ANTONIO ERMÍRIO DE MORAES

São 4 horas da manhã. Acordei com o comércio na cabeça. É certo que não se pode, de maneira alguma, menosprezar o comércio, pois é ele que coloca a grande maioria de nossos produtos. Falei nossos produtos! Mas, no momento, o que estamos promovendo é a colocação dos produtos alienígenas.
Produto nacional, que é bom, não está nas prateleiras e foi rapidamente substituído pelo produto oriundo do exterior, que, com ele, traz um financiamento a juros de 6% a 8% ao ano, fazendo uma concorrência desigual e desleal para os manufaturados no país!
Para desafogar, aproveitei o silêncio da madrugada e liguei para o meu amigo, o caboclo Mathias.
É você, Mathias? Não lhe disse que ligaria de volta para saber se ainda estarias vivo? O que mandas?
Li uma entrevista em jornal da capital em que o governo demonstra alegria pelo simples fato de que as vendas no comércio cresceram 12% este ano em relação a 94, o maior movimento em 22 anos, segundo documentos fornecidos pelo Instituto de Pesquisa Econômica Aplicada. O que você acha?
Na minha maneira simples de pensar, o governo comete um grande equívoco. Se o desenvolvimento do comércio fosse suficiente, com todo o respeito pelo Paraguai, aquele país seria o grande destaque da América do Sul. Agora, num país como o Brasil, com este imenso território, com vastas reservas de matérias-primas, ficarmos dependendo do comércio à base de produtos e fornecimentos importados não me parece correto. Afinal de contas, estamos precisando dar empregos e, neste momento, troca-se a mão-de-obra nacional pela importada. Até quando?

(LISTA DE EXERCÍCIOS)
1) Por favor, transcreva do texto sobre o comércio a passagem que vai de "Produto nacional, que" a "que você acha?".
2) Segundo o texto sobre o comércio, quanto cresceram as vendas no comércio este ano em relação a 94?

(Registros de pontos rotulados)
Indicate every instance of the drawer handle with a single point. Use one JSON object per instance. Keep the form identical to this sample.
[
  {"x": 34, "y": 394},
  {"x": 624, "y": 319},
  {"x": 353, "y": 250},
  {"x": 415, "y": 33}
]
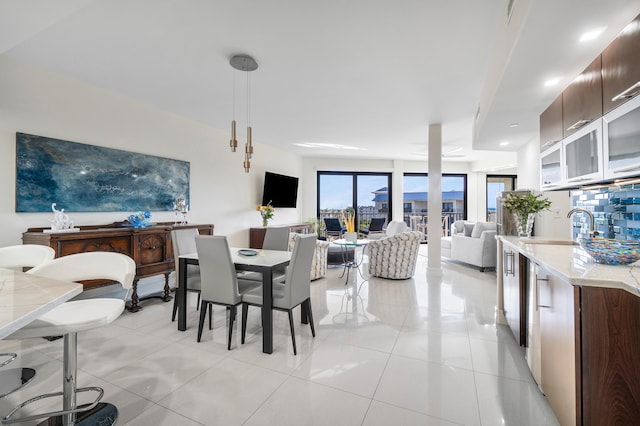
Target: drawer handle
[
  {"x": 626, "y": 169},
  {"x": 509, "y": 267},
  {"x": 538, "y": 279},
  {"x": 578, "y": 124},
  {"x": 635, "y": 88}
]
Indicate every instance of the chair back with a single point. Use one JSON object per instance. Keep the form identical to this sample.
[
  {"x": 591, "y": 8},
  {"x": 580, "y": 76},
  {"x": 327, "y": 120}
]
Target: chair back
[
  {"x": 377, "y": 223},
  {"x": 184, "y": 242},
  {"x": 25, "y": 256},
  {"x": 92, "y": 265},
  {"x": 395, "y": 226},
  {"x": 276, "y": 239},
  {"x": 218, "y": 279},
  {"x": 298, "y": 278}
]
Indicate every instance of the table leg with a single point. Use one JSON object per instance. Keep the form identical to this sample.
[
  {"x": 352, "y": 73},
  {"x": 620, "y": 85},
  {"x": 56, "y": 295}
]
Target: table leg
[
  {"x": 267, "y": 311},
  {"x": 135, "y": 300},
  {"x": 181, "y": 294}
]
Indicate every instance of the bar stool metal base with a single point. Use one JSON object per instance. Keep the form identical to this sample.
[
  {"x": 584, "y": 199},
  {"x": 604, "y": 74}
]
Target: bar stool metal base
[
  {"x": 12, "y": 379},
  {"x": 103, "y": 414}
]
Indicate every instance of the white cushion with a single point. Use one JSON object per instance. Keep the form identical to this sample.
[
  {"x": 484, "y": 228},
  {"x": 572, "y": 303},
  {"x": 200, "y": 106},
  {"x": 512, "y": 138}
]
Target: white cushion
[
  {"x": 394, "y": 227},
  {"x": 72, "y": 317}
]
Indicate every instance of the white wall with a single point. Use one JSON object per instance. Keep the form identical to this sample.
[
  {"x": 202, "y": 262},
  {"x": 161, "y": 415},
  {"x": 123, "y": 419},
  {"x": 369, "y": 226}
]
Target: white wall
[
  {"x": 39, "y": 102},
  {"x": 529, "y": 166}
]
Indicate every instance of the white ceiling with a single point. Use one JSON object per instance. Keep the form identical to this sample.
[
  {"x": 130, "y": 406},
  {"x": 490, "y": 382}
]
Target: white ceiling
[{"x": 370, "y": 75}]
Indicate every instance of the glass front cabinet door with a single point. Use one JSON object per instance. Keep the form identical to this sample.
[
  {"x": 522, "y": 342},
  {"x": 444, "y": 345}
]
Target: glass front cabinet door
[
  {"x": 582, "y": 154},
  {"x": 621, "y": 130},
  {"x": 551, "y": 168}
]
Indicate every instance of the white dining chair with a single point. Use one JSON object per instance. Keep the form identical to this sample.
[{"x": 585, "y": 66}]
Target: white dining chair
[
  {"x": 70, "y": 318},
  {"x": 18, "y": 257},
  {"x": 292, "y": 290}
]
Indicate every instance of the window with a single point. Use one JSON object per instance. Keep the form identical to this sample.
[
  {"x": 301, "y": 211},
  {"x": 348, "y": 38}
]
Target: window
[
  {"x": 495, "y": 184},
  {"x": 416, "y": 195}
]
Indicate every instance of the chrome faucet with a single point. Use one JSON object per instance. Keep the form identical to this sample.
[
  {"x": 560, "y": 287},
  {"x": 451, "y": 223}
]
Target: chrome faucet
[{"x": 592, "y": 222}]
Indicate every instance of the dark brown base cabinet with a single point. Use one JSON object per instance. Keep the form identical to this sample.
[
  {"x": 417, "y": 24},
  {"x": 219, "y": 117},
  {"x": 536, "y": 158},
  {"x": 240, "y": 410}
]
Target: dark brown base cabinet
[
  {"x": 610, "y": 356},
  {"x": 590, "y": 352},
  {"x": 149, "y": 247}
]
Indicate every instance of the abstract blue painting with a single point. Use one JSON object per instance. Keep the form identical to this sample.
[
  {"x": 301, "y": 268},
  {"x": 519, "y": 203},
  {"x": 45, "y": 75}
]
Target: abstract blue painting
[{"x": 87, "y": 178}]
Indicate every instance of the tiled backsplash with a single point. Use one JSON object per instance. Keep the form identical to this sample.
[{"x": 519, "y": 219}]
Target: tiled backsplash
[{"x": 616, "y": 210}]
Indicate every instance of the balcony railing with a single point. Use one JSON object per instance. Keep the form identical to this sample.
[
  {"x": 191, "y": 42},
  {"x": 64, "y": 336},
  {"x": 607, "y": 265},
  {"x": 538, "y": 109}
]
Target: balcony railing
[{"x": 364, "y": 219}]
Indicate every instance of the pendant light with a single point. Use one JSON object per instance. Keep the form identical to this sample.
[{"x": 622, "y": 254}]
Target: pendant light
[{"x": 243, "y": 63}]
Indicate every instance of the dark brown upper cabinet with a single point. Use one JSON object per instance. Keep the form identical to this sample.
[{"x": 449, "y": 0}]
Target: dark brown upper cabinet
[
  {"x": 621, "y": 67},
  {"x": 551, "y": 130},
  {"x": 582, "y": 100}
]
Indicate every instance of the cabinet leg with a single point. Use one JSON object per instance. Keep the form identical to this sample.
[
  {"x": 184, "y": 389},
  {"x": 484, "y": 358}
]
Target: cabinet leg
[
  {"x": 167, "y": 290},
  {"x": 135, "y": 306}
]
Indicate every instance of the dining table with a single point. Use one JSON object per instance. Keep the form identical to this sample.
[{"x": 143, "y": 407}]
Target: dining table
[
  {"x": 261, "y": 261},
  {"x": 25, "y": 297}
]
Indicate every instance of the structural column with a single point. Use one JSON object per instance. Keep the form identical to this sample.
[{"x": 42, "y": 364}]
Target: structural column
[{"x": 434, "y": 204}]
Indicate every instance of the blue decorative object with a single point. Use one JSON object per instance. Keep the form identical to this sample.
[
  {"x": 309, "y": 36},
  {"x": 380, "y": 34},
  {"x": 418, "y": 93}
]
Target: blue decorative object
[
  {"x": 87, "y": 178},
  {"x": 139, "y": 219},
  {"x": 611, "y": 252}
]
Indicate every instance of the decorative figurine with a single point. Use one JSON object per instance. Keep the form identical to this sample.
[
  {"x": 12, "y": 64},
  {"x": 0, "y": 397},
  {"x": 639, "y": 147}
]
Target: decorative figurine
[
  {"x": 60, "y": 221},
  {"x": 181, "y": 207}
]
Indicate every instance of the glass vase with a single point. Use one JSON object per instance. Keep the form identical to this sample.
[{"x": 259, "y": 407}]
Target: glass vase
[{"x": 524, "y": 224}]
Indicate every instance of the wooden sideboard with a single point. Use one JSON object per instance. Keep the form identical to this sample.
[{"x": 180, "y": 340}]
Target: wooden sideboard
[
  {"x": 150, "y": 247},
  {"x": 256, "y": 235}
]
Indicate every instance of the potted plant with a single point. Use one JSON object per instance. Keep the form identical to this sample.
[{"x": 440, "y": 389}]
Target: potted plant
[{"x": 524, "y": 207}]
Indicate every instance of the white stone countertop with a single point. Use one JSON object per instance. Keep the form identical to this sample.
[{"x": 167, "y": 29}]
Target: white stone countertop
[
  {"x": 573, "y": 263},
  {"x": 24, "y": 297}
]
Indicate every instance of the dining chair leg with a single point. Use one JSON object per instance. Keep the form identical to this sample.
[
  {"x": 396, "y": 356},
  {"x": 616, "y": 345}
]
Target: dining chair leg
[
  {"x": 210, "y": 316},
  {"x": 245, "y": 311},
  {"x": 203, "y": 314},
  {"x": 293, "y": 333},
  {"x": 232, "y": 318},
  {"x": 310, "y": 316}
]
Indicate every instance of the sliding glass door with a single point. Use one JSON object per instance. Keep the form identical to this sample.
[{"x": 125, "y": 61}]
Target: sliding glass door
[
  {"x": 368, "y": 194},
  {"x": 495, "y": 184},
  {"x": 416, "y": 196}
]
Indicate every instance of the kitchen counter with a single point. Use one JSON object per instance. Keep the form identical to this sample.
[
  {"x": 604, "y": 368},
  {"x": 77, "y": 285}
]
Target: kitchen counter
[
  {"x": 573, "y": 264},
  {"x": 580, "y": 323}
]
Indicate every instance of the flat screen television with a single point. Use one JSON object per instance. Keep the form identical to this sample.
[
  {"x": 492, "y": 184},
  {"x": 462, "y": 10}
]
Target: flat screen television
[{"x": 281, "y": 190}]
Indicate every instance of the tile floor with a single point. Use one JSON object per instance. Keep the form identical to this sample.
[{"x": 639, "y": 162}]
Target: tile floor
[{"x": 424, "y": 351}]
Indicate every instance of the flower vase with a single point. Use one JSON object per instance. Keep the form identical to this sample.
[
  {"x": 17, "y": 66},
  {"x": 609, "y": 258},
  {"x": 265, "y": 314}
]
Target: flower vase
[{"x": 524, "y": 224}]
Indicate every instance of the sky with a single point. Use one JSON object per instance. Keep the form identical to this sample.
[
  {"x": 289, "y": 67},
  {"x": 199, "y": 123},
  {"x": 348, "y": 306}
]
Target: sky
[{"x": 336, "y": 190}]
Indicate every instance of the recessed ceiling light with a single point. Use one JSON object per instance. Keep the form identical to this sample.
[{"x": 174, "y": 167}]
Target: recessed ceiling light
[
  {"x": 591, "y": 35},
  {"x": 328, "y": 145},
  {"x": 552, "y": 82}
]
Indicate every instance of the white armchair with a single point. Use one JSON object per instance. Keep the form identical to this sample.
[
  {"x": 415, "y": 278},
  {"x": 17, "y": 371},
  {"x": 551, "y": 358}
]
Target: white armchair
[
  {"x": 474, "y": 243},
  {"x": 394, "y": 257}
]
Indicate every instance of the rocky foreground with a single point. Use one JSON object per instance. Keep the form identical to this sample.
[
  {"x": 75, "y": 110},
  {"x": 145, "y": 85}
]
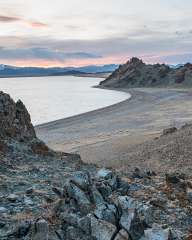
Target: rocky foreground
[
  {"x": 47, "y": 195},
  {"x": 135, "y": 73}
]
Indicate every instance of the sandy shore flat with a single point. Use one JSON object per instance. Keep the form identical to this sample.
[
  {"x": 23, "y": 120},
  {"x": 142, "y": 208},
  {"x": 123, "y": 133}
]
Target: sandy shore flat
[{"x": 105, "y": 136}]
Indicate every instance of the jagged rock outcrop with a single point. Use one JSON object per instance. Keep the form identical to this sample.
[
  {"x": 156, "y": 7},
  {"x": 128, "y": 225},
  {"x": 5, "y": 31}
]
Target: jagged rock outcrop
[
  {"x": 135, "y": 73},
  {"x": 50, "y": 195},
  {"x": 15, "y": 121}
]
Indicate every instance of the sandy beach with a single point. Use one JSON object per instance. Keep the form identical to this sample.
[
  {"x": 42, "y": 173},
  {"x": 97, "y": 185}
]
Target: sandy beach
[{"x": 105, "y": 136}]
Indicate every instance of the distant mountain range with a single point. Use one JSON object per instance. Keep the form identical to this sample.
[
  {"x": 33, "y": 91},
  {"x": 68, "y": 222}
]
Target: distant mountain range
[
  {"x": 135, "y": 73},
  {"x": 12, "y": 71}
]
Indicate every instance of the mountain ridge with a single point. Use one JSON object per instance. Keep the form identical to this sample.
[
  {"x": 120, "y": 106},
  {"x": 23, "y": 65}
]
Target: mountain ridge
[{"x": 135, "y": 73}]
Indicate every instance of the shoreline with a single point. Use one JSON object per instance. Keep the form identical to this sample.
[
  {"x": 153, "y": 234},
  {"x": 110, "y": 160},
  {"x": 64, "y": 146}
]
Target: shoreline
[
  {"x": 96, "y": 111},
  {"x": 106, "y": 135}
]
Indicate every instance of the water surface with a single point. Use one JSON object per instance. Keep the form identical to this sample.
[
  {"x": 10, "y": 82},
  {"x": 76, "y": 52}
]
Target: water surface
[{"x": 52, "y": 98}]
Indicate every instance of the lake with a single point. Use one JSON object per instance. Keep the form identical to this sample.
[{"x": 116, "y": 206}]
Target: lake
[{"x": 55, "y": 97}]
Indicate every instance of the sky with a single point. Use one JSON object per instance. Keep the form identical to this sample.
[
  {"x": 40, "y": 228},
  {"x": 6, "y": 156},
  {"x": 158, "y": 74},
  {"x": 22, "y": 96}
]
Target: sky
[{"x": 85, "y": 32}]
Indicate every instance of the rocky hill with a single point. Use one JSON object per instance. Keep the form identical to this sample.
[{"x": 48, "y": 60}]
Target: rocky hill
[
  {"x": 47, "y": 195},
  {"x": 135, "y": 73}
]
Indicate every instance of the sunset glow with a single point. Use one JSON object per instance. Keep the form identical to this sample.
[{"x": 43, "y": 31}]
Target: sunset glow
[{"x": 57, "y": 33}]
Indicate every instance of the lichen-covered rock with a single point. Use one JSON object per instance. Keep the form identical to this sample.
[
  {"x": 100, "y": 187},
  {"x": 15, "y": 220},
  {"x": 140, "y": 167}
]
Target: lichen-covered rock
[
  {"x": 122, "y": 235},
  {"x": 15, "y": 121},
  {"x": 131, "y": 222},
  {"x": 102, "y": 230}
]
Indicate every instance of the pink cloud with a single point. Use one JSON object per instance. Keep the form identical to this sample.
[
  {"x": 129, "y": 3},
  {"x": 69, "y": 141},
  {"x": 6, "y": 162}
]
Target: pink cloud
[
  {"x": 7, "y": 19},
  {"x": 37, "y": 24}
]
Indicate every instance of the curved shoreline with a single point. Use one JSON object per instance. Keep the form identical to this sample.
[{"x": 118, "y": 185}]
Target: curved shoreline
[
  {"x": 96, "y": 111},
  {"x": 105, "y": 136}
]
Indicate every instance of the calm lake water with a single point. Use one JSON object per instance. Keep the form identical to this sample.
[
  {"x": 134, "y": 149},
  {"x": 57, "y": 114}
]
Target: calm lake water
[{"x": 52, "y": 98}]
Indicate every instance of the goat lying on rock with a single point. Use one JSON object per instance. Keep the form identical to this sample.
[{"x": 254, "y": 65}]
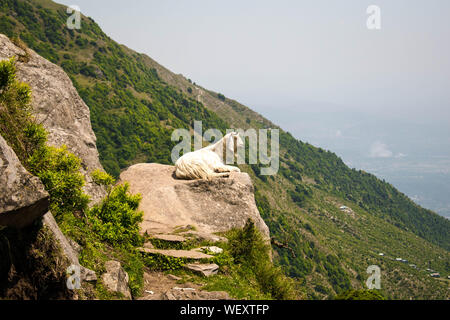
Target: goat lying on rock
[{"x": 207, "y": 163}]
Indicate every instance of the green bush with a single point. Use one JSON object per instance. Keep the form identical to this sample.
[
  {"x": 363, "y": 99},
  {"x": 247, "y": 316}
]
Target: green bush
[
  {"x": 360, "y": 295},
  {"x": 116, "y": 219},
  {"x": 17, "y": 125}
]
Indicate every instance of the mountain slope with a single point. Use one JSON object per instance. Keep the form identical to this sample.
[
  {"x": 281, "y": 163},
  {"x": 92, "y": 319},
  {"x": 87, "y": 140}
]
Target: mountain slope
[{"x": 135, "y": 104}]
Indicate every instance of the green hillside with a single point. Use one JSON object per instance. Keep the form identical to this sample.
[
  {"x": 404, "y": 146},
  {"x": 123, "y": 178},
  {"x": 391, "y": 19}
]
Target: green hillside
[{"x": 135, "y": 104}]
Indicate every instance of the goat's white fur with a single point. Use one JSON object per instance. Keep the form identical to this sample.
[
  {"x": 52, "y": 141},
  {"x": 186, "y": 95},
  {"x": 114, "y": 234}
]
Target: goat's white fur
[{"x": 207, "y": 163}]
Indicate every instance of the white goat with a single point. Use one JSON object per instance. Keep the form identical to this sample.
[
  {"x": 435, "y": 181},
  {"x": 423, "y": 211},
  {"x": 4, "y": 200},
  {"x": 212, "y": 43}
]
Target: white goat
[{"x": 208, "y": 163}]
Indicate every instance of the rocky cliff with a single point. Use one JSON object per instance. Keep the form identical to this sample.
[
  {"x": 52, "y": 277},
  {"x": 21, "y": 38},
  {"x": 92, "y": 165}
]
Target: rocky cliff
[
  {"x": 207, "y": 206},
  {"x": 58, "y": 107},
  {"x": 22, "y": 196}
]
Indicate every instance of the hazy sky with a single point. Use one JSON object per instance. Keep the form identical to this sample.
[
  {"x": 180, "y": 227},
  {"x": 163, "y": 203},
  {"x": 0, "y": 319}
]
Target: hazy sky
[{"x": 296, "y": 54}]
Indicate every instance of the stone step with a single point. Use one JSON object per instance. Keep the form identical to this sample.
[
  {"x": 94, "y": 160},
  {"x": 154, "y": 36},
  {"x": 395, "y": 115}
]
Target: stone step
[
  {"x": 187, "y": 254},
  {"x": 206, "y": 270}
]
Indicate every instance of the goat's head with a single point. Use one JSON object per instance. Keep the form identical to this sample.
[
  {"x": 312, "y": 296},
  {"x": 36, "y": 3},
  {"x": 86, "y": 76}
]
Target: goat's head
[{"x": 232, "y": 141}]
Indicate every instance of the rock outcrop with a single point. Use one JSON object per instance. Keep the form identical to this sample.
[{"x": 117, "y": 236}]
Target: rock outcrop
[
  {"x": 59, "y": 108},
  {"x": 209, "y": 206},
  {"x": 193, "y": 294},
  {"x": 23, "y": 198}
]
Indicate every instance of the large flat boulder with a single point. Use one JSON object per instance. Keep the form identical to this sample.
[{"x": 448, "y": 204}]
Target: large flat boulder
[
  {"x": 23, "y": 198},
  {"x": 57, "y": 105},
  {"x": 212, "y": 206}
]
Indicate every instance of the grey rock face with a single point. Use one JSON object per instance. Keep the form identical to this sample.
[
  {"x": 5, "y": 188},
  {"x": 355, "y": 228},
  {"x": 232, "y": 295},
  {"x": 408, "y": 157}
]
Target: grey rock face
[
  {"x": 59, "y": 108},
  {"x": 210, "y": 206},
  {"x": 67, "y": 248},
  {"x": 22, "y": 196},
  {"x": 116, "y": 279}
]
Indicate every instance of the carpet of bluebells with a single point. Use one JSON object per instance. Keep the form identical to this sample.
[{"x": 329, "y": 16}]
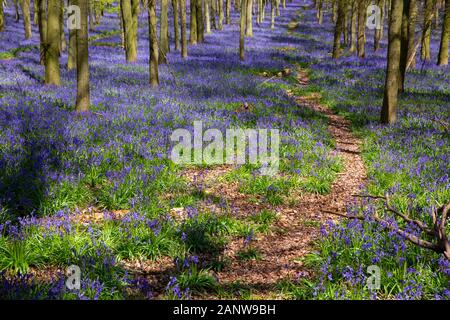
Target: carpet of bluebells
[{"x": 55, "y": 165}]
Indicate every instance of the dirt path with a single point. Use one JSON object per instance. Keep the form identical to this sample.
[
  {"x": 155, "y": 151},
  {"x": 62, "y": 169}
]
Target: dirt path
[{"x": 297, "y": 227}]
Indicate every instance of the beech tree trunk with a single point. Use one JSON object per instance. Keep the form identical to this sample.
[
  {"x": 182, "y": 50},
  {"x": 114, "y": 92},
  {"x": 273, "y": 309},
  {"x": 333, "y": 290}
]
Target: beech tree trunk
[
  {"x": 153, "y": 39},
  {"x": 52, "y": 71},
  {"x": 389, "y": 110},
  {"x": 443, "y": 48},
  {"x": 83, "y": 89}
]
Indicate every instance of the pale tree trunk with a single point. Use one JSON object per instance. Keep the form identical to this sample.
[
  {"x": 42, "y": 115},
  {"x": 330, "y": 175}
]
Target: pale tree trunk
[
  {"x": 164, "y": 33},
  {"x": 338, "y": 29},
  {"x": 2, "y": 17},
  {"x": 153, "y": 39},
  {"x": 16, "y": 10},
  {"x": 83, "y": 90},
  {"x": 182, "y": 4},
  {"x": 200, "y": 27},
  {"x": 207, "y": 16},
  {"x": 249, "y": 22},
  {"x": 127, "y": 21},
  {"x": 426, "y": 31},
  {"x": 176, "y": 30},
  {"x": 379, "y": 32},
  {"x": 42, "y": 9},
  {"x": 63, "y": 43},
  {"x": 193, "y": 22},
  {"x": 72, "y": 52},
  {"x": 353, "y": 26},
  {"x": 25, "y": 5},
  {"x": 220, "y": 14},
  {"x": 272, "y": 14},
  {"x": 242, "y": 24},
  {"x": 362, "y": 13},
  {"x": 443, "y": 48},
  {"x": 52, "y": 71},
  {"x": 389, "y": 110}
]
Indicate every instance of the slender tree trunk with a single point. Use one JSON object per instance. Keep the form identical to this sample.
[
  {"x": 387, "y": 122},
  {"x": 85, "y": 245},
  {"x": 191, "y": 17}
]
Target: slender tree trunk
[
  {"x": 272, "y": 14},
  {"x": 443, "y": 48},
  {"x": 182, "y": 4},
  {"x": 242, "y": 25},
  {"x": 207, "y": 16},
  {"x": 16, "y": 10},
  {"x": 379, "y": 32},
  {"x": 25, "y": 4},
  {"x": 176, "y": 30},
  {"x": 362, "y": 12},
  {"x": 193, "y": 22},
  {"x": 412, "y": 19},
  {"x": 426, "y": 31},
  {"x": 353, "y": 26},
  {"x": 338, "y": 29},
  {"x": 2, "y": 17},
  {"x": 35, "y": 12},
  {"x": 52, "y": 72},
  {"x": 153, "y": 39},
  {"x": 200, "y": 26},
  {"x": 249, "y": 20},
  {"x": 63, "y": 43},
  {"x": 389, "y": 110},
  {"x": 220, "y": 14},
  {"x": 83, "y": 90},
  {"x": 127, "y": 20},
  {"x": 42, "y": 9}
]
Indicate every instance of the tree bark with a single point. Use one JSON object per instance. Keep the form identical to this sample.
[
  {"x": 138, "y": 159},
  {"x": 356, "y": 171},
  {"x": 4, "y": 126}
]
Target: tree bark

(RESPOSTAS ESPERADAS)
1)
Produto nacional, que é bom, não está nas prateleiras e foi rapidamente substituído pelo produto oriundo do exterior, que, com ele, traz um financiamento a juros de 6% a 8% ao ano, fazendo uma concorrência desigual e desleal para os manufaturados no país!
Para desafogar, aproveitei o silêncio da madrugada e liguei para o meu amigo, o caboclo Mathias.
É você, Mathias? Não lhe disse que ligaria de volta para saber se ainda estarias vivo? O que mandas?
Li uma entrevista em jornal da capital em que o governo demonstra alegria pelo simples fato de que as vendas no comércio cresceram 12% este ano em relação a 94, o maior movimento em 22 anos, segundo documentos fornecidos pelo Instituto de Pesquisa Econômica Aplicada. O que você acha?

2) Cresceram 12%.